And while it feels pretty gross to be down about missing a birthday dinner or a hair appointment, it’s about more than that, Elisabeth says. It’s the colour that has been sucked out of everyday life. “Online work has been demonstrated to be mentally much more fatiguing on our brains”, she tells me. “So we are literally tired, but also there's too much sameness, which makes us feel mediocre. There are a lot of people who cancelled holidays, who then don't even bother to have a holiday because they don't know what to do with it. If they're in lockdown, they have a day off work. They might still be in the same chair that they're in when they're working. All of that makes people say, ‘Oh, I won’t bother with a holiday.’”
“So all of those reasons, I think, make it exhausting because colour and movement helps us feel fresher. People who were never planning a holiday, at least they would have planned other kinds of bright spots, which they haven't got at the moment. So there's nothing in the bank to live on. And that sense of running on empty is very powerful.”
So what’s the solution? Do we all just start complaining more? Because that seems counter-intuitive. I’ve cried at the news most nights this week, and while the catharsis is somewhat helpful for about 30 seconds, it leaves me with a weird sense of inertia knowing I still have to get on with it. 7.15pm, cry. 7.20pm, bathe the kids. And so on. But equally, toxic positivity is feeling pretty grating right now, and none of us need to be told how lucky we are.
Elisabeth says the answer is somewhere in between. In the grey area of that not-so-colourful everyday. That we need to admit things are hard, even though we’re all struggling. I ask her if some of the stigma around mental health issues has been lifted, now that so many of us are talking about it. But she’s not so sure. “Because you’ve been given the absolute gracious ‘out’ that everybody is struggling, it's okay if it's you. But because it's so normalised, which is great, it can be hard to say ‘no, but I'm really, really struggling’”.
Like all of us, I’m finding little pockets of joy in my day – the feel of the morning sun on my skin as I type from the dining table, the satisfaction of running until my lungs feel like they’re ready to bust out of my chest. My kids aren’t sleeping well, but the feel of their warm little bodies in my bed is more comforting than I like to admit right now.
Things could always be worse. But that doesn’t make any of this any easier.

——————

From the passage on lockdown fatigue, write out the part starting with "Like all of" and going on through "this any easier.". The items that follow have no connection to the passage on lockdown fatigue.

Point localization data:
——————

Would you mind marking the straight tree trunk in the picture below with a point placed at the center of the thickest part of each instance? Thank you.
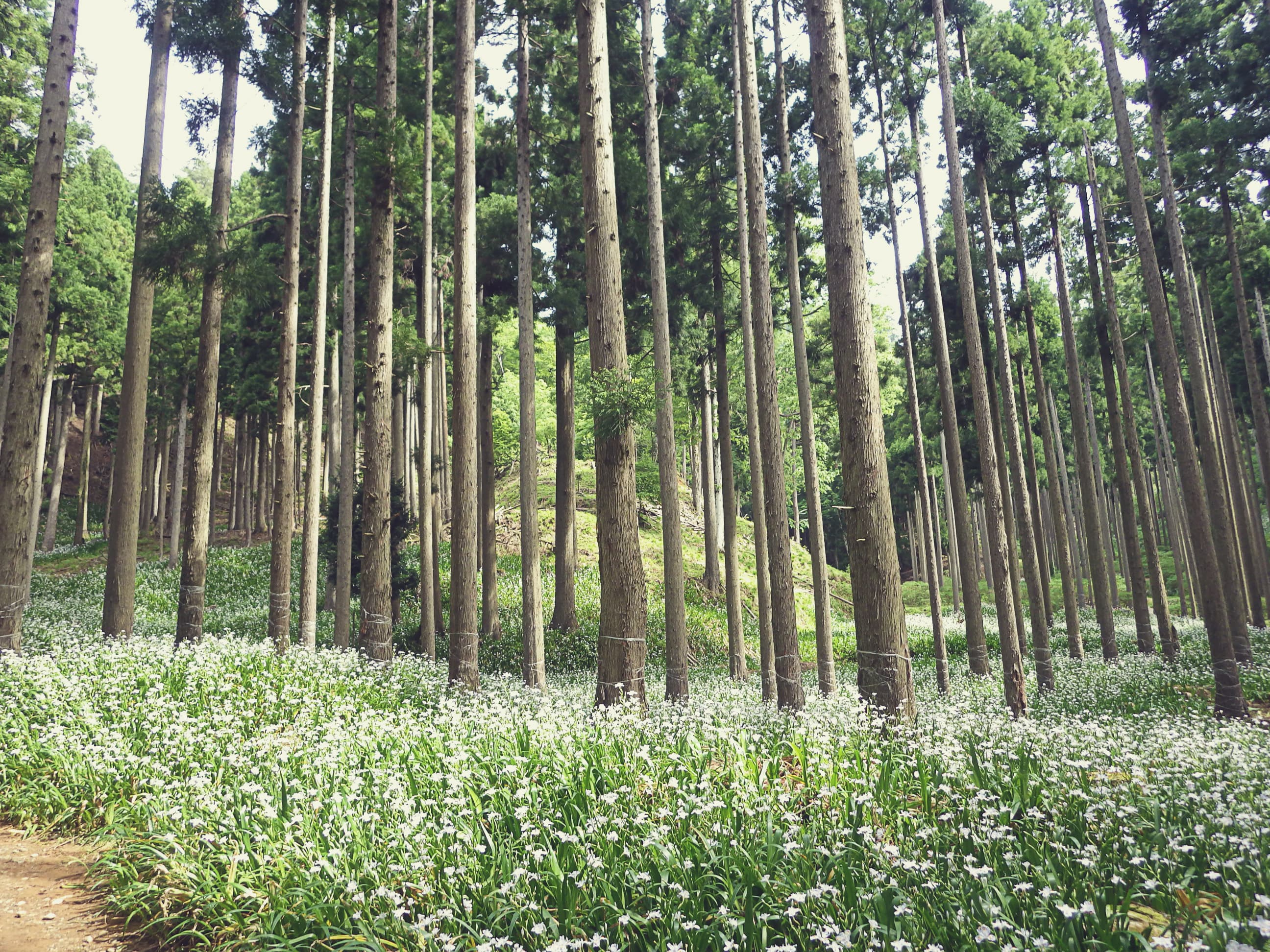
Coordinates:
(85, 466)
(285, 438)
(708, 509)
(218, 459)
(164, 469)
(121, 560)
(623, 597)
(1141, 490)
(347, 402)
(202, 490)
(954, 470)
(757, 492)
(1026, 530)
(376, 575)
(737, 667)
(1256, 394)
(178, 476)
(1013, 674)
(428, 593)
(61, 427)
(672, 531)
(789, 667)
(564, 616)
(1206, 415)
(1230, 693)
(1240, 512)
(490, 627)
(465, 528)
(1099, 569)
(313, 485)
(826, 676)
(533, 663)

——————

Solution for this exercise.
Like all of us, I’m finding little pockets of joy in my day – the feel of the morning sun on my skin as I type from the dining table, the satisfaction of running until my lungs feel like they’re ready to bust out of my chest. My kids aren’t sleeping well, but the feel of their warm little bodies in my bed is more comforting than I like to admit right now.
Things could always be worse. But that doesn’t make any of this any easier.